-- Source document --
┌────────

I've Tired Being Nice   -   Ann Leary

It's hard having to be nice all the time. In these essays, Ann Leary opens her door to a life spent trying to be that person, with as strong a sense of humor as is her acceptance of "I'm doing the best I can." I appreciate how she admits she's only human, recounting hilariously all the inevitably resulting flaws, despite living in a world that is more glamorous than most of the world, being married to actor and comedian Denis Leary. Clearly her being a people-pleaser has kept her one step back from the limelight of the super-stardom world in which she lives . . . and for that I completely relate to her, being an admitted people pleaser as well (in my non-limelight world.) A gifted writer, Ann Leary is also really good at punch lines. Enjoy this book as I did!

Bear   -   Julia Phillips

If you're in search of a sad, heartwrenching, yet beautifully written novel, look no further than Julia Phillips' "Bear." Set on San Juan Island in the Pacific Northwest, the story features a grizzly bear and two sisters and their dying mother. The bear is at the center of a schism that splits the sister's trust in each other and their disparate understanding of how the world works. 

Mastering the Art of French Murder   -   Colleen Cambridge

A thorough delight that takes place in postwar Paris, with a plot that builds and builds until I found myself on the edge of my seat, eager for the murder mystery to be solved! Each character was equally delightful to spend time with . . . and hearing Julia Child's high-pitched gregarious voice in my head was much much fun. I can't wait to read Colleen Cambridge's follow-up "A Murder Most French" and find out what Julia Child and Tabitha Knight are up to next in the City of Light.

└────────

-- Material provided --
┌────────

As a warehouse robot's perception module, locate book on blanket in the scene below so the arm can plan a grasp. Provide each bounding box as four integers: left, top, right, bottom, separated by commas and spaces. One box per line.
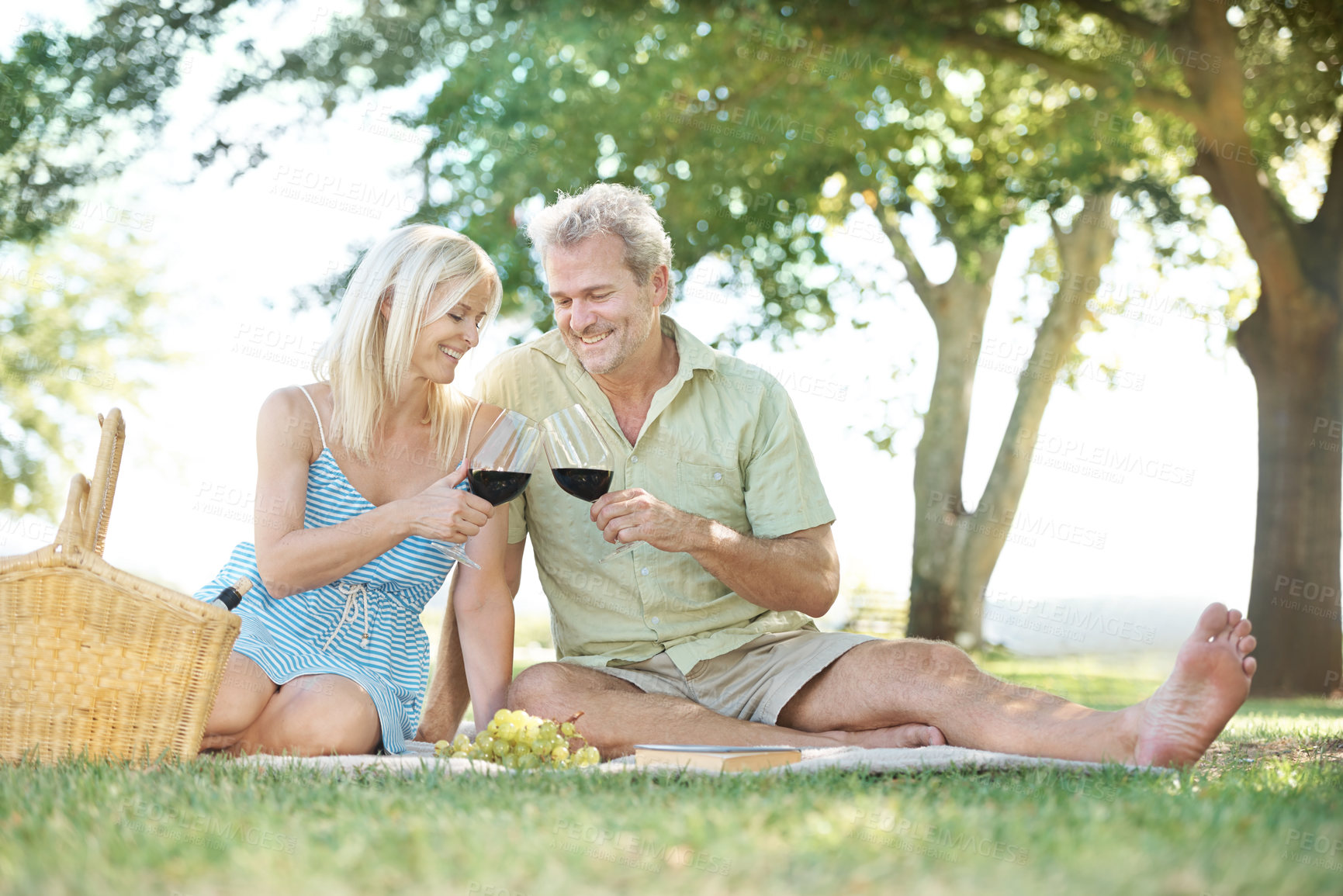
634, 744, 801, 771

└────────

-- Tasks to carry out --
**1)** In the book reviews, swap "postwar Paris" for "prewar Paris" in the passage that begins at "A thorough delight" and stops after "City of Light.".
**2)** Carry the book reviews on past their last sentence by writing the part that comes next.

-- Results --
**1)**
A thorough delight that takes place in prewar Paris, with a plot that builds and builds until I found myself on the edge of my seat, eager for the murder mystery to be solved! Each character was equally delightful to spend time with . . . and hearing Julia Child's high-pitched gregarious voice in my head was much much fun. I can't wait to read Colleen Cambridge's follow-up "A Murder Most French" and find out what Julia Child and Tabitha Knight are up to next in the City of Light.

**2)**
My Life in France   -    Julia Child

The delightful voice of Julia Child shines throughout her just-as-delightful memoir, co-written with her great-nephew, author Alex Prud'homme. Julia Child's love for French food and cooking came about in 1948 when she and her husband, Paul, moved to France for his work with the USIS. Looking for a way to occupy herself in a country where she knew not one word of the language, she discovered her taste for French food at the restaurants where she and Paul dined. One thing led to another, as her passion for French cooking led her to taking classes at Cordon Bleu . . . and the rest is history. Told in Childs' familiar voice, with her charming sense of humor, "My Life In France" is a fun, mouth-watering read about the woman we've come to associate with French cooking.

Backyard Bird Chronicles   -   Amy Tan

As a bird lover and watcher myself, Amy Tan's chronicle of time through bird-watching in her backyard is right up my alley. In 2016, finding herself fed up with and overcome by the state of the world, she turned her focus to her backyard, where her outlook and eyes found beauty and solace in the world of birds. From September 2017 through December 2022, she documented her sitings with words and drawings, detailing the discoveries she found outside her window, the beauty and wonderment of these little lives as well the struggles they endure to stay alive in a predatory world. This is a perfect companion to any bird guide you may have on hand and a delight to browse in any season.

The Phoenix Ballroom - Ruth Hogan

Every now and then it's refreshing to immerse yourself in a book that is so feel-good you want to wrap your arms around it, be friends with the characters, be a part of the hopefulness and the love that emits from the pages. "The Phoenix Ballroom" is that book.